** KRÓTKIE ZADANIE **
Przepisz z danych w całości wiersze, zaczynając od wiersza zawierającego „Point out every instance of the woman's hand” i kończąc na wierszu zawierającym „x=240, y=261”, z obydwoma włącznie. W wierszach następujących po każdym wierszu z „Target:” pomnóż każdą współrzędną przez 0,8 i zaokrąglij do liczby całkowitej (połówki w górę), a pozostałe wiersze tego fragmentu pozostaw bez zmian.

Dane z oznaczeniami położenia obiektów
□ □ □ □ □

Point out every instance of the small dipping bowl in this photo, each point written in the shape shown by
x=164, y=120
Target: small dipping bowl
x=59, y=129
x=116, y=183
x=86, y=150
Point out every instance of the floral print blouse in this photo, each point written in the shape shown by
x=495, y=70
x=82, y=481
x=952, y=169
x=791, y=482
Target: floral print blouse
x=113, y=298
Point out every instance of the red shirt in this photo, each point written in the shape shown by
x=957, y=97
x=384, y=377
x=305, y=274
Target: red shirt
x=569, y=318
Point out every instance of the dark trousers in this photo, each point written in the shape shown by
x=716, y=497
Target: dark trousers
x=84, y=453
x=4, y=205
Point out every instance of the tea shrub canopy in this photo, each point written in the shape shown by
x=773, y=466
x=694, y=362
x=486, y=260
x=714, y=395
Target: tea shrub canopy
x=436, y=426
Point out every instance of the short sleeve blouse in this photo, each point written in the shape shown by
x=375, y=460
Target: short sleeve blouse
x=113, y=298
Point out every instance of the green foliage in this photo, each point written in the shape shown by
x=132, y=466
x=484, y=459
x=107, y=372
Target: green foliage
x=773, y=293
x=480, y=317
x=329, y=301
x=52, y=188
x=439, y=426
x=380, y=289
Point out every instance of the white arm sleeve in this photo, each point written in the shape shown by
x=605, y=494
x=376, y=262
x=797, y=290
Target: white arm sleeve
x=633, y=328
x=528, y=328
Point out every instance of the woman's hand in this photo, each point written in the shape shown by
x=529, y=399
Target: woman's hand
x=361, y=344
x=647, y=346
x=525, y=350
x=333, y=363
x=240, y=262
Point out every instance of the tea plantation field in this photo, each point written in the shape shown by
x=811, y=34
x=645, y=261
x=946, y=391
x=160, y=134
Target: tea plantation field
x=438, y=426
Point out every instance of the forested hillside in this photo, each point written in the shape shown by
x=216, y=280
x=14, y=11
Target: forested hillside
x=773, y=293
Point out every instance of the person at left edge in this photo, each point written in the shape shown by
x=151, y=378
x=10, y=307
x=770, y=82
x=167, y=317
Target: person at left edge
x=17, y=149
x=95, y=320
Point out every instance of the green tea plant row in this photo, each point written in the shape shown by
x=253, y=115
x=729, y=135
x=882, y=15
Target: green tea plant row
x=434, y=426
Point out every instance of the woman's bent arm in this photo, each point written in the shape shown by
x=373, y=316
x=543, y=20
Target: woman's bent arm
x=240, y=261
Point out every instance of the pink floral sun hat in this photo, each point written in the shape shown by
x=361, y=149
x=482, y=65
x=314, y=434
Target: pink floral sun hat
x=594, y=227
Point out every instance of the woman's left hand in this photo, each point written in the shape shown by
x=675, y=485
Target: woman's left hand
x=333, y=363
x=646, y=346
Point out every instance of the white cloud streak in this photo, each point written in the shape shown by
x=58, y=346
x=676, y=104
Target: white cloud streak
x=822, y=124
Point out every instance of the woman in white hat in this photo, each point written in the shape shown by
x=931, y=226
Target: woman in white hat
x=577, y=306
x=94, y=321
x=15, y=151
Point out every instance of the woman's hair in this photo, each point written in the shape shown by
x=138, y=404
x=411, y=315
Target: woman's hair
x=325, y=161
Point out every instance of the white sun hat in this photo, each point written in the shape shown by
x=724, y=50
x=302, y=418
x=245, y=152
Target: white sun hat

□ □ □ □ □

** WYNIK ZADANIA **
Point out every instance of the woman's hand in this photo, each point written in the shape shown by
x=529, y=399
Target: woman's hand
x=289, y=275
x=518, y=277
x=420, y=280
x=266, y=290
x=192, y=210
Point out every instance of the tea plantation field in this photo, each point written in the shape shown by
x=811, y=34
x=645, y=261
x=946, y=391
x=160, y=134
Target: tea plantation field
x=350, y=341
Point out every instance of the forested hillside in this photo, each point written in the shape shown by
x=216, y=280
x=14, y=11
Target: forested hillside
x=618, y=234
Point out every instance of the person at left edge in this photo, each point written in the shape shown by
x=151, y=378
x=10, y=307
x=770, y=82
x=167, y=317
Target: person at left edge
x=14, y=119
x=76, y=256
Point out every instance of the green tea plant row in this photo, each point written in the shape shown by
x=253, y=115
x=729, y=135
x=882, y=15
Target: green tea plant row
x=347, y=341
Point out every instance of the woman's bent arm in this photo, each point written in the shape shown by
x=373, y=316
x=543, y=20
Target: woman's bent arm
x=192, y=209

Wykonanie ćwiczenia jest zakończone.